Records for this task:
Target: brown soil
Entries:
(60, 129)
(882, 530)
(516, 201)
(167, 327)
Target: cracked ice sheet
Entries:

Stated problem: Set out every line of the listing above as a numbered list, leaving out any blank lines.

Response:
1. Target: brown soil
2. Entries:
3. (60, 129)
4. (882, 530)
5. (516, 201)
6. (167, 327)
7. Target: cracked ice sheet
8. Entries:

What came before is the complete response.